## Set problem
Rewrite every line of the entries below, requests included, and multiply each point coordinate in the answers by 1.7, rounding to whole numbers with halves going up. Leave the pictures out of your answer.

▼

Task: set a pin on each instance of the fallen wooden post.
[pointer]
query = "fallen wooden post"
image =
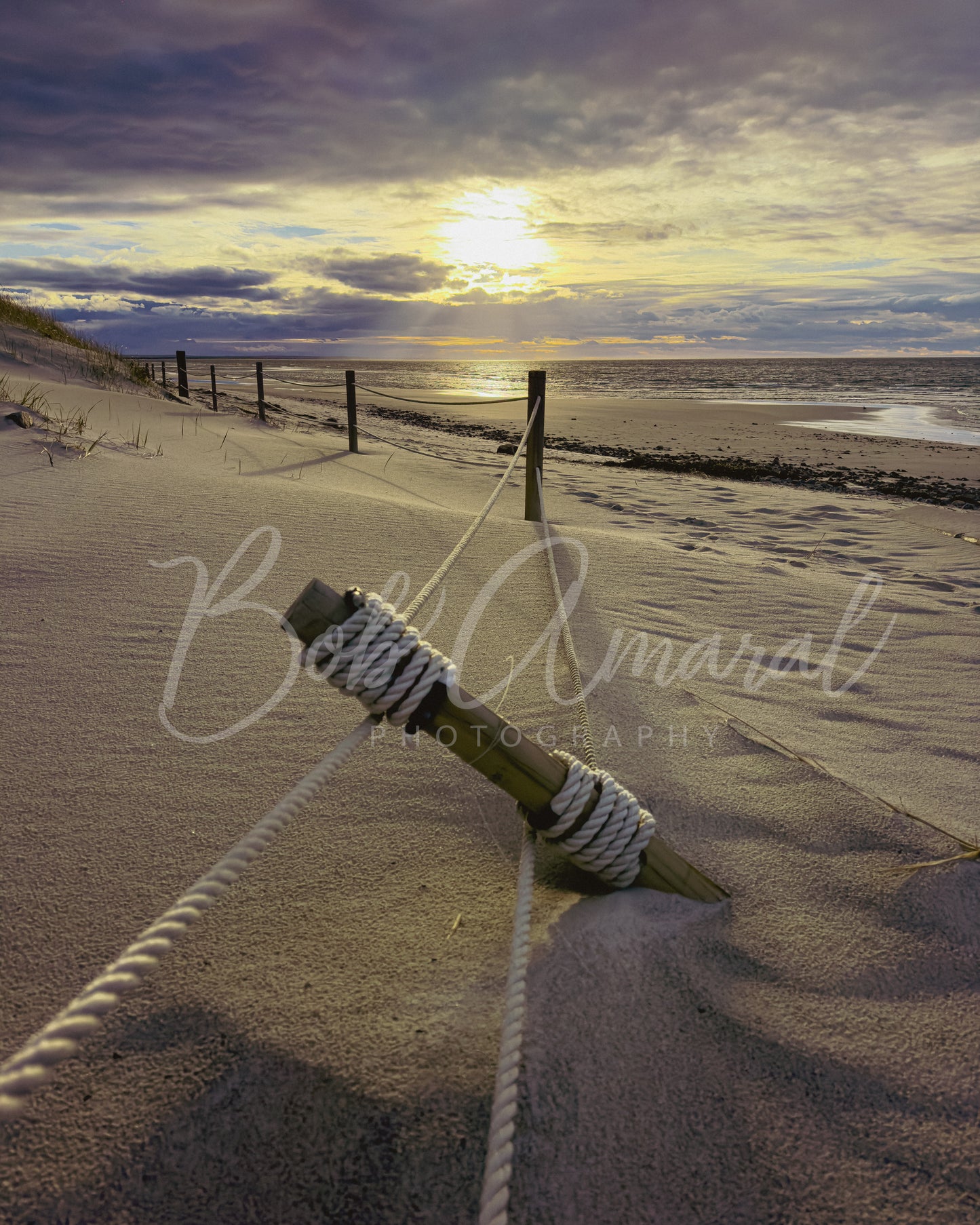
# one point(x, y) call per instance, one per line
point(503, 754)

▲

## Expected answer
Task: set a pin on each instance of the fallen wooden post.
[pointer]
query = "fallen wooden post"
image =
# one point(x, y) call per instance, one per line
point(855, 1282)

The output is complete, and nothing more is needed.